* Passage given:
================

A third preferred embodiment of the present invention is shown in FIGS. 6 and 7. As shown in FIG. 6, in a refrigerating unit 2 is assembled a humidity-regulating apparatus 20. As shown in FIG. 7, this humidity-regulating apparatus 20 comprises a casing 21 which forms an air circulation route, a cylindrical solid adsorptive material 22 rotably disposed within the casing 21 about its own axis, a partition wall 24 for partitioning the inside and the outside of this cylindrical solid adsorptive material 22 into an inside air circulation zone 23a and an outside air circulation zone 23b, a radial-flow type fan 25a disposed within the inside air circulation zone 23a and rotationally driven about the center axis of the cylindrical solid adsorptive material 22, another radial-flow type fan 25b disposed within the outside air circulation zone 23b and coaxially coupled to the above-mentioned fan 25a, air heating device 26a, such as an electric heater or the like, disposed between the fan 25a and the solid adsorptive material 22 within the inside air circulation zone 23a, air heating device 26b, such as an electric heater or the like, disposed between the fan 25b and the solid adsorptive material 22 within the outside air circulation zone 23b, a motor 27 for driving the fans 25a and 25b, and a motor 28 for rotationally driving the solid adsorptive material 22. The casing 21 is provided with an inside air intake port 29 and an inside air blow-out port 30, both communicating with the inside air circulation zone 23a. The casing 21 is also provided with an outside air intake port 31 and an outside air blow-out port 32, both communicating with the outside air circulation zone 23b.

When humidifying inside air, the air heating device 26a is electrically energized, but the air heating device 26b is not electrically energized. Then, outside air sucked by the fan 25b through the outside air intake port 31 into the outside air circulation zone 23b passes through the unenergized air heating device 26b and the solid adsorptive material 22, and it is discharged from the outside air blow-out port 32. Meanwhile, the cylindrical solid adsorptive material 22 is slowly rotated in the direction of arrows by the motor 28, and during its half revolution passing through the outside air circulation zone 23b, it adsorbs moisture from the outside air. On the other hand, inside air is sucked by the fan 25a through the inside air intake port 29 into the inside air circulation zone 23a, and in the course of flowing through the energized air heating device 26a it is heated up to a high temperature. Then under this high-temperature condition, the air enters into the solid adsorptive material 22, where it is humidified by taking moisture away from the solid adsorptive material 22. Thereafter the air is discharged from the inside air blow-out port 30. The solid adsorptive material 22 is dewatered by giving the moisture adsorbed from the outside air to the inside air during its half revolution passing through the inside circulation zone 23a, and under this dewatered condition it reenters the outside air circulation zone 23b.

================

* Stored data:
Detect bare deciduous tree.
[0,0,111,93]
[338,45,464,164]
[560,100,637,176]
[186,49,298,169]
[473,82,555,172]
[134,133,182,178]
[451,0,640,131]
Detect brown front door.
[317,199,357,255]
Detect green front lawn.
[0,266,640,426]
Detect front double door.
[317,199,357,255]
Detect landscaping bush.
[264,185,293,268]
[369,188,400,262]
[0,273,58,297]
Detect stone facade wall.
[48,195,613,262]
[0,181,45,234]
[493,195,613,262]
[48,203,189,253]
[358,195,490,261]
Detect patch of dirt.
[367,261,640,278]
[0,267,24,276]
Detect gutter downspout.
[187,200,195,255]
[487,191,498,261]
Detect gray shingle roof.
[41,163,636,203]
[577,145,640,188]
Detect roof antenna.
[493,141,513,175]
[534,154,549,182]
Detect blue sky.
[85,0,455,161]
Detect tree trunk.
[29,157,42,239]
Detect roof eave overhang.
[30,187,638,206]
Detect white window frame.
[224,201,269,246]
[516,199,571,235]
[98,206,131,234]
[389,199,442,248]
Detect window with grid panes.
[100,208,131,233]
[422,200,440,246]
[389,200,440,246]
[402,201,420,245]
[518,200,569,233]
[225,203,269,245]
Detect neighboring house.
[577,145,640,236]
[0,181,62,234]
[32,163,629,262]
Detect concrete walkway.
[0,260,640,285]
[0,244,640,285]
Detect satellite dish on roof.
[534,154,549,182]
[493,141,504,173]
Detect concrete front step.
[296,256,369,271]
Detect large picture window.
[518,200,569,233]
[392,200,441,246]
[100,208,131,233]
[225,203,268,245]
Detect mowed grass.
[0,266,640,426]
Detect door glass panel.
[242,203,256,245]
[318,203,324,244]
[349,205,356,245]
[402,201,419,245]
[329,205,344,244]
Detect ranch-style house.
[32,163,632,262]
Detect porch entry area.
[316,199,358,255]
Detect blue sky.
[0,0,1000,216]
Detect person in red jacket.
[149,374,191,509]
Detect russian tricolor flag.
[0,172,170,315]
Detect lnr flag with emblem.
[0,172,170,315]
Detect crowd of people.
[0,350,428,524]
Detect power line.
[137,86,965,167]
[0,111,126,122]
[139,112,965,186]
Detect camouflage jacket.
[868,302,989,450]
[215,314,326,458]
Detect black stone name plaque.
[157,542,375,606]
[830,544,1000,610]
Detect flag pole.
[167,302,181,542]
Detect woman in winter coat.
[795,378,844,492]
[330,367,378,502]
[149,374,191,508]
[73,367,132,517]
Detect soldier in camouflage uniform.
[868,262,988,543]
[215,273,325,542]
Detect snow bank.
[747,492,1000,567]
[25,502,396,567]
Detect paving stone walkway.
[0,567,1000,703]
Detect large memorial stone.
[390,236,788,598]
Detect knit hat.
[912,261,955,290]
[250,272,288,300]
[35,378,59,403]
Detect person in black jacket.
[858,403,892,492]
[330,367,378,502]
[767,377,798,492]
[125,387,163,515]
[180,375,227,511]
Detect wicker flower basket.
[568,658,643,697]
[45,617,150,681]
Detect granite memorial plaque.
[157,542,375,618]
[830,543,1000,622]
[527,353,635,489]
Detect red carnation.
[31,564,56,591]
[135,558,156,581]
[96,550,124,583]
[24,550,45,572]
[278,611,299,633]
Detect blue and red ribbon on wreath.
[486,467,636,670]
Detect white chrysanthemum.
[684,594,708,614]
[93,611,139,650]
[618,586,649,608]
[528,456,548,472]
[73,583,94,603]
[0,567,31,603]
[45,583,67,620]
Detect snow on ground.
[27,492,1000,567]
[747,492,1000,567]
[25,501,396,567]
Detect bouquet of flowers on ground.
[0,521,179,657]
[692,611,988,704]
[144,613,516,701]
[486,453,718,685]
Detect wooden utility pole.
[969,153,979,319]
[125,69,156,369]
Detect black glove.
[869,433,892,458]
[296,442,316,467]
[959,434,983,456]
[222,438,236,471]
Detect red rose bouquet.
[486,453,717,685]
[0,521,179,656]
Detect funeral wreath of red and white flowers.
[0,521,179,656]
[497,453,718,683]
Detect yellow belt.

================

* Given problem 1:
Decide whether each statement below agrees with the passage on the humidity-regulating apparatus. Answer yes or no for each, quoting the deciding words of the passage.
(a) When inside air is humidified, both air heating devices are electrically energized.
(b) The solid adsorptive material is rotated by the motor 28.
(c) The outside air intake port and the outside air blow-out port communicate with the inside air circulation zone.
* Given problem 2: Go on with the passage on the humidity-regulating apparatus from the point where it stops.

* Task result 1:
(a) No: "the air heating device 26a is electrically energized, but the air heating device 26b is not electrically energized."
(b) Yes: "a motor 28 for rotationally driving the solid adsorptive material 22"
(c) No: "both communicating with the outside air circulation zone 23b."

* Task result 2:
In the case of dehumidifying inside air, the air heating device 26b is electrically energized, but the air heating device 26a is not electrically energized. Accordingly, inside air is sucked by the fan 25a through the inside air intake port 29 into the inside air circulation zone 23a, and when it flows through the solid adsorptive material 22 via the air heating device 26a, it is dehumidified and thereafter discharged through the inside air blow-out port 30. At the same time, outside air is sucked by the fan 25b through the outside air intake port 31 into the outside air circulation zone 23b, and in the course of flowing through the energized air heating device 26b, is heated up to a high temperature. Under this high-temperature condition the air enters into the solid adsorptive material 22, where it takes moisture away from the solid adsorptive material 22. Thereafter the air is discharged to the outside from the outside air blow-out port 32.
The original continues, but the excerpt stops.